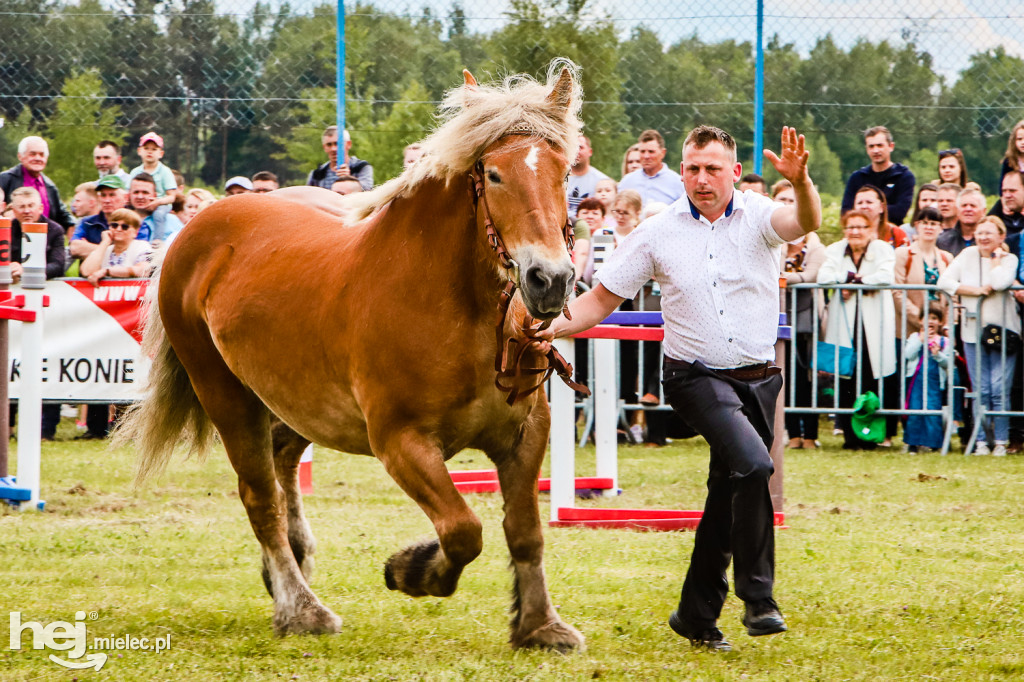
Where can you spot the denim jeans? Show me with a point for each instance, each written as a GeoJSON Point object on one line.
{"type": "Point", "coordinates": [992, 385]}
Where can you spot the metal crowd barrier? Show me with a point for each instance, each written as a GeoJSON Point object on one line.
{"type": "Point", "coordinates": [955, 314]}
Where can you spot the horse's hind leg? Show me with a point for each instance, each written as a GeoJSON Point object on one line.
{"type": "Point", "coordinates": [244, 424]}
{"type": "Point", "coordinates": [288, 449]}
{"type": "Point", "coordinates": [535, 622]}
{"type": "Point", "coordinates": [432, 567]}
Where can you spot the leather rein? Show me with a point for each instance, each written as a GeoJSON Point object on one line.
{"type": "Point", "coordinates": [513, 378]}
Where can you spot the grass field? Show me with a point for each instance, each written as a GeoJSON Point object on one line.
{"type": "Point", "coordinates": [892, 567]}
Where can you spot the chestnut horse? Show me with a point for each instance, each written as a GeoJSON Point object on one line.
{"type": "Point", "coordinates": [278, 324]}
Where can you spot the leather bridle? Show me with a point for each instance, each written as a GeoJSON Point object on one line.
{"type": "Point", "coordinates": [513, 378]}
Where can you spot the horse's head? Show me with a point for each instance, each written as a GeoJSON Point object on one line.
{"type": "Point", "coordinates": [524, 187]}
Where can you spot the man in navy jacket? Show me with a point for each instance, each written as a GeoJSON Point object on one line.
{"type": "Point", "coordinates": [895, 180]}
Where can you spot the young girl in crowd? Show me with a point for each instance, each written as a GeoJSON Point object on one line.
{"type": "Point", "coordinates": [926, 359]}
{"type": "Point", "coordinates": [869, 200]}
{"type": "Point", "coordinates": [952, 168]}
{"type": "Point", "coordinates": [605, 190]}
{"type": "Point", "coordinates": [631, 160]}
{"type": "Point", "coordinates": [980, 275]}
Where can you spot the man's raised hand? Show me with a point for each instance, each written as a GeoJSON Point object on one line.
{"type": "Point", "coordinates": [793, 164]}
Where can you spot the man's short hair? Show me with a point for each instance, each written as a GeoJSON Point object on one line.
{"type": "Point", "coordinates": [994, 220]}
{"type": "Point", "coordinates": [701, 136]}
{"type": "Point", "coordinates": [264, 175]}
{"type": "Point", "coordinates": [648, 135]}
{"type": "Point", "coordinates": [971, 193]}
{"type": "Point", "coordinates": [928, 213]}
{"type": "Point", "coordinates": [754, 178]}
{"type": "Point", "coordinates": [1018, 174]}
{"type": "Point", "coordinates": [875, 130]}
{"type": "Point", "coordinates": [31, 193]}
{"type": "Point", "coordinates": [332, 131]}
{"type": "Point", "coordinates": [591, 204]}
{"type": "Point", "coordinates": [145, 177]}
{"type": "Point", "coordinates": [23, 146]}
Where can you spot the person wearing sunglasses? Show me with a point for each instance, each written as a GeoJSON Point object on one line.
{"type": "Point", "coordinates": [119, 254]}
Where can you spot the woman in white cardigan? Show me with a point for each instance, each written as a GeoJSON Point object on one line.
{"type": "Point", "coordinates": [861, 258]}
{"type": "Point", "coordinates": [987, 270]}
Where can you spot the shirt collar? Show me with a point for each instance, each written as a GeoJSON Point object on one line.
{"type": "Point", "coordinates": [735, 204]}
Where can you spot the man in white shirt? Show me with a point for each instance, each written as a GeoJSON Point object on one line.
{"type": "Point", "coordinates": [715, 253]}
{"type": "Point", "coordinates": [583, 177]}
{"type": "Point", "coordinates": [654, 180]}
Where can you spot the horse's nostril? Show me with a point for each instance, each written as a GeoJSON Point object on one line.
{"type": "Point", "coordinates": [538, 279]}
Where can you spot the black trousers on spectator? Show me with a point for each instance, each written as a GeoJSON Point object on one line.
{"type": "Point", "coordinates": [737, 420]}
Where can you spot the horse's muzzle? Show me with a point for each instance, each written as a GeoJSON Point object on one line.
{"type": "Point", "coordinates": [546, 286]}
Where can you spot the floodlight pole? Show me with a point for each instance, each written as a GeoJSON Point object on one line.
{"type": "Point", "coordinates": [341, 77]}
{"type": "Point", "coordinates": [759, 92]}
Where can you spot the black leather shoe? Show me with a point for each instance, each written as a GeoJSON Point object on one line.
{"type": "Point", "coordinates": [707, 638]}
{"type": "Point", "coordinates": [762, 617]}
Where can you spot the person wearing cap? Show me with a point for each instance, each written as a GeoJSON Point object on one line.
{"type": "Point", "coordinates": [327, 174]}
{"type": "Point", "coordinates": [265, 181]}
{"type": "Point", "coordinates": [141, 196]}
{"type": "Point", "coordinates": [151, 150]}
{"type": "Point", "coordinates": [112, 196]}
{"type": "Point", "coordinates": [33, 154]}
{"type": "Point", "coordinates": [107, 159]}
{"type": "Point", "coordinates": [239, 184]}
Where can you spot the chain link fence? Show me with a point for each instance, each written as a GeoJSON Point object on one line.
{"type": "Point", "coordinates": [237, 86]}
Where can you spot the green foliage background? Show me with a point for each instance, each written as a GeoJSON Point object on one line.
{"type": "Point", "coordinates": [236, 90]}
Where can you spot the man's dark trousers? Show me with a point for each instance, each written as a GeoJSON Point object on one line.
{"type": "Point", "coordinates": [737, 419]}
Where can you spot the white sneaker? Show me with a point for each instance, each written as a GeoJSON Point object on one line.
{"type": "Point", "coordinates": [637, 432]}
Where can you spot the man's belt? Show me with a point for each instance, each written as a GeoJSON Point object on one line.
{"type": "Point", "coordinates": [747, 373]}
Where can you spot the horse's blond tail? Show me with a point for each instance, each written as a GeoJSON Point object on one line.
{"type": "Point", "coordinates": [170, 413]}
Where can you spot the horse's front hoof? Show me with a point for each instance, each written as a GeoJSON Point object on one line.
{"type": "Point", "coordinates": [421, 570]}
{"type": "Point", "coordinates": [557, 636]}
{"type": "Point", "coordinates": [313, 620]}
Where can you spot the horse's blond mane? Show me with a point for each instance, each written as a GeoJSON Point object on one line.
{"type": "Point", "coordinates": [472, 118]}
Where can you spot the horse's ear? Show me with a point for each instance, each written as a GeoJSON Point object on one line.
{"type": "Point", "coordinates": [562, 91]}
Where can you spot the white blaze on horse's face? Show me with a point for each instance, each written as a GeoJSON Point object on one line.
{"type": "Point", "coordinates": [528, 211]}
{"type": "Point", "coordinates": [531, 158]}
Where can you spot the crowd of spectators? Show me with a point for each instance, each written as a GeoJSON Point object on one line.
{"type": "Point", "coordinates": [119, 217]}
{"type": "Point", "coordinates": [895, 232]}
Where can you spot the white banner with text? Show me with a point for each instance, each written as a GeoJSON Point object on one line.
{"type": "Point", "coordinates": [91, 340]}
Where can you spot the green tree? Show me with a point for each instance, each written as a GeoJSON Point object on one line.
{"type": "Point", "coordinates": [980, 111]}
{"type": "Point", "coordinates": [301, 146]}
{"type": "Point", "coordinates": [81, 108]}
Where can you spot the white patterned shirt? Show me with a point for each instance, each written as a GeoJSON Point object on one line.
{"type": "Point", "coordinates": [719, 281]}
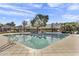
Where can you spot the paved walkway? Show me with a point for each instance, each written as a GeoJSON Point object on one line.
{"type": "Point", "coordinates": [69, 46]}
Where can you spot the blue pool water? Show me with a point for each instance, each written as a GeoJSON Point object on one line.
{"type": "Point", "coordinates": [37, 41]}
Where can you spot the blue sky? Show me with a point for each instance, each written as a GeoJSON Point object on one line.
{"type": "Point", "coordinates": [57, 12]}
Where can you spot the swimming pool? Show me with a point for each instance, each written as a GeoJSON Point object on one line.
{"type": "Point", "coordinates": [37, 41]}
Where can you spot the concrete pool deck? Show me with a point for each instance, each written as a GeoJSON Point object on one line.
{"type": "Point", "coordinates": [69, 46]}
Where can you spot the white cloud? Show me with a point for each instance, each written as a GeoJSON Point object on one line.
{"type": "Point", "coordinates": [73, 7]}
{"type": "Point", "coordinates": [54, 4]}
{"type": "Point", "coordinates": [17, 11]}
{"type": "Point", "coordinates": [36, 5]}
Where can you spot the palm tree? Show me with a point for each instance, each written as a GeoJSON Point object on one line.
{"type": "Point", "coordinates": [39, 20]}
{"type": "Point", "coordinates": [24, 24]}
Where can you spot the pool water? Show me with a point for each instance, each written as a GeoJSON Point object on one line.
{"type": "Point", "coordinates": [37, 41]}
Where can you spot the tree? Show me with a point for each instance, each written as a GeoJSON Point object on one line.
{"type": "Point", "coordinates": [39, 20]}
{"type": "Point", "coordinates": [24, 24]}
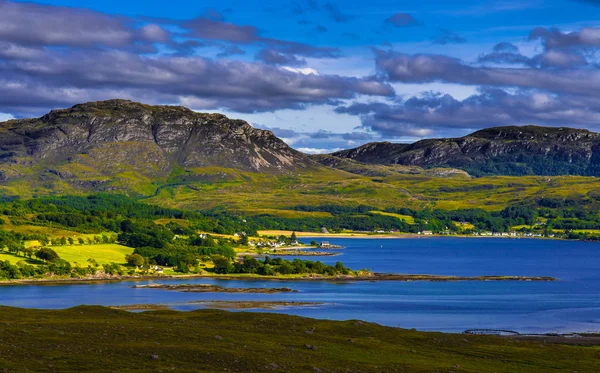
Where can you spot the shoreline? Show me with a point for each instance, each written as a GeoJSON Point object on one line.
{"type": "Point", "coordinates": [395, 235]}
{"type": "Point", "coordinates": [341, 278]}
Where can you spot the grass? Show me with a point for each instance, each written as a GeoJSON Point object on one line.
{"type": "Point", "coordinates": [102, 253]}
{"type": "Point", "coordinates": [14, 259]}
{"type": "Point", "coordinates": [406, 218]}
{"type": "Point", "coordinates": [98, 339]}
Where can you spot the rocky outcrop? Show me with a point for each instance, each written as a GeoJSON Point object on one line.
{"type": "Point", "coordinates": [528, 150]}
{"type": "Point", "coordinates": [123, 136]}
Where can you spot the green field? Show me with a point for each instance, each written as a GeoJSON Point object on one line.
{"type": "Point", "coordinates": [14, 259]}
{"type": "Point", "coordinates": [102, 253]}
{"type": "Point", "coordinates": [97, 339]}
{"type": "Point", "coordinates": [406, 218]}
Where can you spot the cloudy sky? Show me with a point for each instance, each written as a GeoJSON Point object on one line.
{"type": "Point", "coordinates": [321, 74]}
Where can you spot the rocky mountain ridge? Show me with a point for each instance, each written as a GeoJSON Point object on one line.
{"type": "Point", "coordinates": [120, 135]}
{"type": "Point", "coordinates": [513, 150]}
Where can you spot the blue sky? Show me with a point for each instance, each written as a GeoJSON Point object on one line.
{"type": "Point", "coordinates": [323, 75]}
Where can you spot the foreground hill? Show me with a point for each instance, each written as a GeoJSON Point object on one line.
{"type": "Point", "coordinates": [528, 150]}
{"type": "Point", "coordinates": [97, 339]}
{"type": "Point", "coordinates": [94, 145]}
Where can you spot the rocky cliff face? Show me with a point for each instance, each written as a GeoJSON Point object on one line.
{"type": "Point", "coordinates": [122, 136]}
{"type": "Point", "coordinates": [528, 150]}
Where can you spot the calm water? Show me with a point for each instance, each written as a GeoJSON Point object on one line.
{"type": "Point", "coordinates": [571, 304]}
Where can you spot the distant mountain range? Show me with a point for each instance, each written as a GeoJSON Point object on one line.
{"type": "Point", "coordinates": [528, 150]}
{"type": "Point", "coordinates": [119, 145]}
{"type": "Point", "coordinates": [118, 136]}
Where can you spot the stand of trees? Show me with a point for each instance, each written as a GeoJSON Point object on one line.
{"type": "Point", "coordinates": [270, 267]}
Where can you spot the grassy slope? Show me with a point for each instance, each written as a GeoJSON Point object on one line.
{"type": "Point", "coordinates": [257, 193]}
{"type": "Point", "coordinates": [209, 187]}
{"type": "Point", "coordinates": [102, 253]}
{"type": "Point", "coordinates": [104, 340]}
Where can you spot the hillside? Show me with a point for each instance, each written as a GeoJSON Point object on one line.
{"type": "Point", "coordinates": [528, 150]}
{"type": "Point", "coordinates": [218, 341]}
{"type": "Point", "coordinates": [117, 144]}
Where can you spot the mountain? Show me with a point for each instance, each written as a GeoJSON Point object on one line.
{"type": "Point", "coordinates": [528, 150]}
{"type": "Point", "coordinates": [89, 144]}
{"type": "Point", "coordinates": [383, 170]}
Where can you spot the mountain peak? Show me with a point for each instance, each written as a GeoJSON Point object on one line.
{"type": "Point", "coordinates": [511, 150]}
{"type": "Point", "coordinates": [104, 138]}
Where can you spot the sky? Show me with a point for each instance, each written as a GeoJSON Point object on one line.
{"type": "Point", "coordinates": [322, 75]}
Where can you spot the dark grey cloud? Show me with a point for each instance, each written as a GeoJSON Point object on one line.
{"type": "Point", "coordinates": [401, 20]}
{"type": "Point", "coordinates": [320, 135]}
{"type": "Point", "coordinates": [434, 113]}
{"type": "Point", "coordinates": [204, 83]}
{"type": "Point", "coordinates": [230, 50]}
{"type": "Point", "coordinates": [422, 68]}
{"type": "Point", "coordinates": [30, 24]}
{"type": "Point", "coordinates": [56, 56]}
{"type": "Point", "coordinates": [309, 7]}
{"type": "Point", "coordinates": [335, 13]}
{"type": "Point", "coordinates": [505, 47]}
{"type": "Point", "coordinates": [209, 29]}
{"type": "Point", "coordinates": [273, 57]}
{"type": "Point", "coordinates": [448, 37]}
{"type": "Point", "coordinates": [554, 38]}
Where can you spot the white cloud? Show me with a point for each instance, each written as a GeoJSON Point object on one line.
{"type": "Point", "coordinates": [5, 116]}
{"type": "Point", "coordinates": [301, 70]}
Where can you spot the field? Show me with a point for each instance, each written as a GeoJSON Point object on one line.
{"type": "Point", "coordinates": [98, 339]}
{"type": "Point", "coordinates": [406, 218]}
{"type": "Point", "coordinates": [102, 253]}
{"type": "Point", "coordinates": [255, 193]}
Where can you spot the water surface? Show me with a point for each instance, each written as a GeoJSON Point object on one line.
{"type": "Point", "coordinates": [570, 304]}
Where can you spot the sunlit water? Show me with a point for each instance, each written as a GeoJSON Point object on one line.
{"type": "Point", "coordinates": [571, 304]}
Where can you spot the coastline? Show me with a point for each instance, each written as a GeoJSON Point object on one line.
+ + + + +
- What is needed: From the line containing "Where can you spot the water" to the last line of the material, please quote every line exactly and only those.

- Solution for this exercise:
Where can you spot the water surface? Show me with a point for each instance, each written as a GeoJSON Point object on one line.
{"type": "Point", "coordinates": [570, 304]}
Where can you spot the sunlit water? Show me with a point for each instance, each written as a GeoJSON Point object on one line.
{"type": "Point", "coordinates": [571, 304]}
Where can you spot the coastline? Show me with a point for each instance, each written as a GeoJSON Point object on one line.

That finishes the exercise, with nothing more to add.